Problem details: Each line of the material must be repeated precisely, with the pictures left out.

* * * * * * *

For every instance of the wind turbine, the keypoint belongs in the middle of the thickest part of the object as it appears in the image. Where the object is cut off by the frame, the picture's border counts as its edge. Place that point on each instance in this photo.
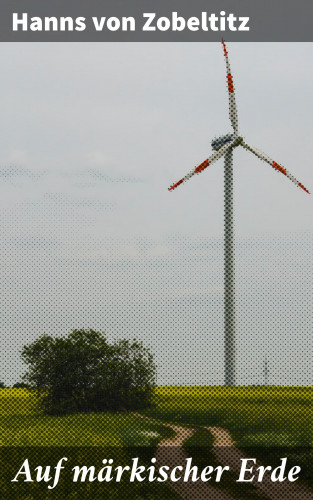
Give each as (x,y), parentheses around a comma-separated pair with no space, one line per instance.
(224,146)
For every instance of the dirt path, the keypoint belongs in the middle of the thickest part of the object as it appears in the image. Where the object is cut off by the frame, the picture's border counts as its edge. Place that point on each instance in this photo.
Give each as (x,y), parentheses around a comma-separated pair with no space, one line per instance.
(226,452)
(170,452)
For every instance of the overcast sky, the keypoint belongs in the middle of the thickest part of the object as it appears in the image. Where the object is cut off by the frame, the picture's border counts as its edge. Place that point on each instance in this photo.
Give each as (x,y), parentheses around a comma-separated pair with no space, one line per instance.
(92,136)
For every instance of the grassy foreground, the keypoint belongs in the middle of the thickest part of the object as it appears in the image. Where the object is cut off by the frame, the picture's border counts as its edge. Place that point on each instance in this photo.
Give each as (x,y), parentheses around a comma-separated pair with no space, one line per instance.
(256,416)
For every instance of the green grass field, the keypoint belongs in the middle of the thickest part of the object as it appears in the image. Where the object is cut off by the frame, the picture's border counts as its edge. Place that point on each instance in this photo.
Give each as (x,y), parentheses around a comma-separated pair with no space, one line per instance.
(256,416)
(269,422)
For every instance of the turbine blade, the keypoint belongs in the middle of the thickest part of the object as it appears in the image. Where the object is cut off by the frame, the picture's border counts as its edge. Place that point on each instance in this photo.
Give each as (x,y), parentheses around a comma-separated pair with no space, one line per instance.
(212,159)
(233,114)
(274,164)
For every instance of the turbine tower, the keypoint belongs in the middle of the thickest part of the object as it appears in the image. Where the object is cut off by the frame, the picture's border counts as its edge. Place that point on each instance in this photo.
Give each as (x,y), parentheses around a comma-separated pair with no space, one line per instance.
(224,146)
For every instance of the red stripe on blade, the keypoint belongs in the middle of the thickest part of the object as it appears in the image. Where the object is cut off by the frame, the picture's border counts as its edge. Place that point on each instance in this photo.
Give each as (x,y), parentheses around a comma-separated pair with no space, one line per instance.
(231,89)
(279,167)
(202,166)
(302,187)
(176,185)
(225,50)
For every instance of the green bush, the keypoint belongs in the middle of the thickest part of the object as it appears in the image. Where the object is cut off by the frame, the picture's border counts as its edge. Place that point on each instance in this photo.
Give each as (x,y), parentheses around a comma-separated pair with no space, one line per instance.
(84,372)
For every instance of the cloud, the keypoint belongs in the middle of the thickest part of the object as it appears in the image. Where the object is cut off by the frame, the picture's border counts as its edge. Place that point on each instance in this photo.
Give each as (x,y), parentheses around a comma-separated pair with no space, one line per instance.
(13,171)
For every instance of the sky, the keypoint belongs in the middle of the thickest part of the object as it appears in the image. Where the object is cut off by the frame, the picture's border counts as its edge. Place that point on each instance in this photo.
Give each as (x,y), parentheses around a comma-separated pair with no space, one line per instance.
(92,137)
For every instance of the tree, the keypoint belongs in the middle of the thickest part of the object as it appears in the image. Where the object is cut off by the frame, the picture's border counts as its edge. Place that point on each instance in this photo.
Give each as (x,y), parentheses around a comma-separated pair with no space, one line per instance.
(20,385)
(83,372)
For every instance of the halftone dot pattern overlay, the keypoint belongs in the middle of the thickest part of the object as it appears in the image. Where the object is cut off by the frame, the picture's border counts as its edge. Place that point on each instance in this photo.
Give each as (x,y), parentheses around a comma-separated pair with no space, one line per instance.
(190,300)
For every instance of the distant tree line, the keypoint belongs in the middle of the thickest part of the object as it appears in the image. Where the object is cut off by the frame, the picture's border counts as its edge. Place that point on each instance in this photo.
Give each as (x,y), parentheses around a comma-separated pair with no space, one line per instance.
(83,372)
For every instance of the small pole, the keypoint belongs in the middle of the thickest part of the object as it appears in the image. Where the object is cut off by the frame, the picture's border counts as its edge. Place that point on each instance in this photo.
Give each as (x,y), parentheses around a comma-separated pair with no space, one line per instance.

* * * * * * *

Response to the task:
For every instance of the wind turbine, the keypoint belongs in the middle of the thickest part of the object as it appears in the image. Where the object is cut off by the frame, the picture's border counts as its edge. Place that point on each instance in this photo.
Give each as (x,y), parentheses around a comma-separated pair with no space, one line per instance.
(224,146)
For every instance of the dirt path, the keypoint belongs in the middle of the thickest part of the object as it appears in the image. Where the object is cut off by the frame, the picture's border counts as its edge. Place that point on each instance in this photo.
Give each as (x,y), parentheses around a comma-separated pair with no space, one line per instance.
(226,452)
(170,452)
For every instance of the overcast sky, the keypoint belongs in the middle of the thickest part of the object as it appears in the image. Where the object is cut off by the frame, the picture's border counts as its edge. Place that point on each instance in this photo.
Give each as (x,y), parentheses around a comma-separated pair with no space, one line per instance.
(92,136)
For every instance of the grassy foreground, the keypoint belongs in the middle of the thickest part of the object as it appears in the image. Where the object is cut off by the frame, the picture's border counts as its edge. Place that point on each instance in this photo.
Give each as (x,y), parentheses around a comma-separated pair with no space, one line per instance.
(256,416)
For every instance of the green grass field, the keypoint belongs in the middle of the thickest part of the object as it appears in the image. Where the object is cut off by the frame, the picture's border counts as its edge. Place that point on each instance in this photo.
Give each as (x,y), parentheses around a comma-separated pair with no space, one line per instance.
(256,416)
(269,422)
For every instance of the turbine blade, the keypoint belongs in the middle of the thickest part of the object as it appears in the image. Where the object is cut off by the frame, the picture's border counts as its edge. Place that point on each instance in this photo.
Give each as (x,y), parentheses around a comma-separated pair with no space, one line per instance.
(212,159)
(233,114)
(274,164)
For every instance of the turbine tower, the keypoint belongs in the middle of the thickest part of the object as it appears in the image. Where the object is cut off by the frame, the picture's border counts as its edge. Place that point on each instance in this photo.
Give each as (x,y), parentheses around a comma-separated pair with no space, one line per instance.
(224,146)
For every instance of the red stripe on blade, the keypoint belongs in the middle of the thickest part of the object as it appears in the image. Where the object is cut off by the frame, the picture's border counts as its edge. Place that point on each instance in this photo.
Give each as (x,y), parentheses around a comma-separated pair with no space, one line per instance.
(231,89)
(279,167)
(202,166)
(302,187)
(176,185)
(225,50)
For every instance of the green bush, the keypoint belongs in the middle of the thickest part of the object as it appears in the image. Where the object is cut off by the frame, the picture's border counts as its edge. Place that point on each instance in this photo.
Give each as (x,y), parentheses around a comma-separated pair with no space, one line per instance.
(84,372)
For every instance of the cloud, the keypoint belongs in the middle of the thickest part of the object as it appears in the image. Where the object is cut off by the frame, the picture's border counts as its edge. Place that point on each instance in this photo.
Give each as (x,y), parentheses around a comma-separated pair with no space, one line per instance.
(13,171)
For every instance of the sky, the keypoint belongs in the middle of the thickest part of the object as it appears in the image. Where the object is cut off by the frame, the picture's border counts as its edge. Place that point on each instance in this photo.
Give each as (x,y), parentheses around a comma-separated pair with no space, one line per instance.
(92,137)
For every instance of the tree, the keypoint belongs in the middle of the thickest part of the object as it appears in the image. Where the object is cut off by the frame, the picture's border counts as its edge. Place that point on each instance in this photo.
Give each as (x,y), parentheses around a comma-separated pair with no space, one line per instance.
(20,385)
(83,372)
For every instance of the halftone dot pattern overlay, the keypoint belongs in the middle of the thickest part of the object as it appears in the image. Where the object is cut off by the frame, the picture's border counts as its edge. Place that point on each instance in this photo.
Give each as (x,y), parentheses around a comma-separated pair with no space, one line per instance.
(190,300)
For every instance of the distant tree line, the keypoint belongs in the middle of the thickest part of the object as it appears in the image. Where the object is cut off by the frame, the picture's border counts as its edge. Place that point on each instance in this photo.
Give each as (x,y), parentheses around a comma-separated pair with no space, one line per instance.
(83,372)
For every instance of the small pole, the keypoint belongs in the middle of the thickest part of the object as it appears in the image. Where the object is cut off by the frame, the picture's border counts as its edge. Place that point on each instance in this photo.
Give each as (x,y), parentheses around a comma-separated pair with no space, one line per instance.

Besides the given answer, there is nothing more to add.